→ **Items**
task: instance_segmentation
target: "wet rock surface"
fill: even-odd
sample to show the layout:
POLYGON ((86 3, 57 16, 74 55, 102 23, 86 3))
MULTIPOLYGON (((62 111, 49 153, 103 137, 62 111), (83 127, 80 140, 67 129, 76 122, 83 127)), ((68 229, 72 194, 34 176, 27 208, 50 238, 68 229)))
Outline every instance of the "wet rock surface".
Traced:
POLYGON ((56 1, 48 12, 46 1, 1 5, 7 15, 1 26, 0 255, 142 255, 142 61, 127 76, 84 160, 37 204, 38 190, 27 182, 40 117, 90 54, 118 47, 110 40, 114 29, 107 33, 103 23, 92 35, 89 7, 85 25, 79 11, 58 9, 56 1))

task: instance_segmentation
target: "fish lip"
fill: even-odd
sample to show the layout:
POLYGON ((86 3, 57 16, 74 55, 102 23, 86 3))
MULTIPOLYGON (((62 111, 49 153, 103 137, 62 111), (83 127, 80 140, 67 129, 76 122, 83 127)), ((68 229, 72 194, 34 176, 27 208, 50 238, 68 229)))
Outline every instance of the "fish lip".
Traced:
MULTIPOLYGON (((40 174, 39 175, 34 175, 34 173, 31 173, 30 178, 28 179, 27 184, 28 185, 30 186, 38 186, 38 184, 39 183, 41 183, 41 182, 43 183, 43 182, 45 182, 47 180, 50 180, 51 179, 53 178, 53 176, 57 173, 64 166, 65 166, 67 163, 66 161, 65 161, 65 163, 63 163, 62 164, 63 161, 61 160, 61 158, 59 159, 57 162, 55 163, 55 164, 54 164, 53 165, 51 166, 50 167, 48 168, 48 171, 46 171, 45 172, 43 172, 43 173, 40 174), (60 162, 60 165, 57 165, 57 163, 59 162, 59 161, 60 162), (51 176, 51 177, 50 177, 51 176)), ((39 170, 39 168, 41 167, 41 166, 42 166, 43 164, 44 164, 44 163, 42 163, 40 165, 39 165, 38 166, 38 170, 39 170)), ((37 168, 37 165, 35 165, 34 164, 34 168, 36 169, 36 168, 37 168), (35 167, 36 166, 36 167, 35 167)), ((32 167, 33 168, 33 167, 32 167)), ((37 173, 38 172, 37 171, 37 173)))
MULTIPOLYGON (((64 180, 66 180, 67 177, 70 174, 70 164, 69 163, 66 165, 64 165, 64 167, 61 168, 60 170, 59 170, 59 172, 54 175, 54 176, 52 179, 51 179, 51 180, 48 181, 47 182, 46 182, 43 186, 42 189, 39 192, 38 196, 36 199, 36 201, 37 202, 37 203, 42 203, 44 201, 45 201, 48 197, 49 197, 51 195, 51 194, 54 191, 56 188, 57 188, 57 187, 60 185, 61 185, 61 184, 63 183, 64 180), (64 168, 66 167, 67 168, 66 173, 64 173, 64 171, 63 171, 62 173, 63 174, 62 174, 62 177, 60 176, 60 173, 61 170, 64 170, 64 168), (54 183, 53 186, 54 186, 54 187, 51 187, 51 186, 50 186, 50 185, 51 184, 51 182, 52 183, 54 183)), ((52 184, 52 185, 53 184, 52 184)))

→ **Your objective**
From the first line to the last, please quote the material above exactly.

→ **Full output**
task: instance_segmentation
target: "wet rock surface"
fill: even-odd
sample to show the layout:
POLYGON ((86 3, 57 16, 74 55, 102 23, 86 3))
MULTIPOLYGON (((62 111, 49 153, 103 137, 62 111), (83 127, 80 140, 67 129, 76 122, 83 127)), ((68 229, 72 194, 34 176, 27 208, 50 238, 68 229)))
Outline every instance of the "wet rock surface".
Traced:
POLYGON ((56 1, 48 12, 46 1, 1 5, 7 15, 1 26, 0 255, 142 255, 142 61, 127 76, 84 160, 37 204, 38 190, 27 182, 40 117, 90 54, 118 47, 110 40, 114 29, 107 33, 103 23, 92 35, 89 7, 85 25, 79 11, 58 9, 56 1))

task: instance_segmentation
target: "fish lip"
fill: even-odd
sample to show the layout:
POLYGON ((86 3, 57 16, 74 55, 102 23, 86 3))
MULTIPOLYGON (((62 111, 49 153, 103 137, 62 111), (83 127, 80 140, 67 129, 76 122, 83 127)), ((68 229, 72 194, 34 176, 27 208, 50 238, 68 229)))
Outline every instance of the "fish lip".
Traced:
MULTIPOLYGON (((40 174, 39 175, 34 175, 34 173, 31 173, 30 178, 28 179, 27 184, 28 185, 30 186, 38 186, 38 184, 39 183, 41 183, 41 182, 43 183, 43 182, 45 182, 47 180, 50 180, 51 179, 53 178, 53 176, 57 173, 64 166, 65 166, 67 163, 66 161, 65 161, 65 163, 63 163, 62 164, 63 161, 61 160, 61 158, 59 159, 57 162, 55 163, 55 164, 54 164, 53 165, 51 166, 50 167, 48 168, 48 171, 46 171, 45 172, 43 172, 43 173, 40 174), (60 162, 60 165, 57 165, 57 163, 59 162, 59 161, 60 162), (51 176, 51 177, 50 177, 51 176)), ((39 170, 39 168, 41 167, 41 166, 42 166, 43 164, 44 164, 44 163, 42 163, 40 165, 39 165, 38 166, 38 170, 39 170)), ((37 168, 37 165, 35 165, 34 164, 34 168, 36 169, 36 168, 37 168), (35 167, 36 166, 36 167, 35 167)), ((32 167, 33 168, 33 167, 32 167)), ((37 173, 38 172, 37 171, 37 173)))
MULTIPOLYGON (((64 180, 66 180, 67 177, 70 174, 70 164, 69 163, 66 165, 64 165, 64 167, 61 168, 60 170, 59 170, 59 172, 54 175, 54 176, 52 179, 51 179, 51 180, 48 181, 47 182, 46 182, 43 186, 42 189, 39 192, 38 196, 36 199, 36 201, 37 202, 37 203, 42 203, 44 201, 45 201, 48 197, 49 197, 51 195, 51 194, 54 191, 56 188, 57 188, 57 187, 60 185, 61 185, 61 184, 63 183, 64 180), (64 168, 66 167, 67 168, 66 173, 64 173, 64 171, 63 171, 62 173, 63 174, 62 174, 62 177, 60 176, 60 173, 61 170, 64 170, 64 168), (54 183, 53 186, 54 186, 54 187, 51 187, 51 186, 50 186, 50 185, 51 184, 51 182, 52 183, 54 183)), ((52 184, 52 185, 53 184, 52 184)))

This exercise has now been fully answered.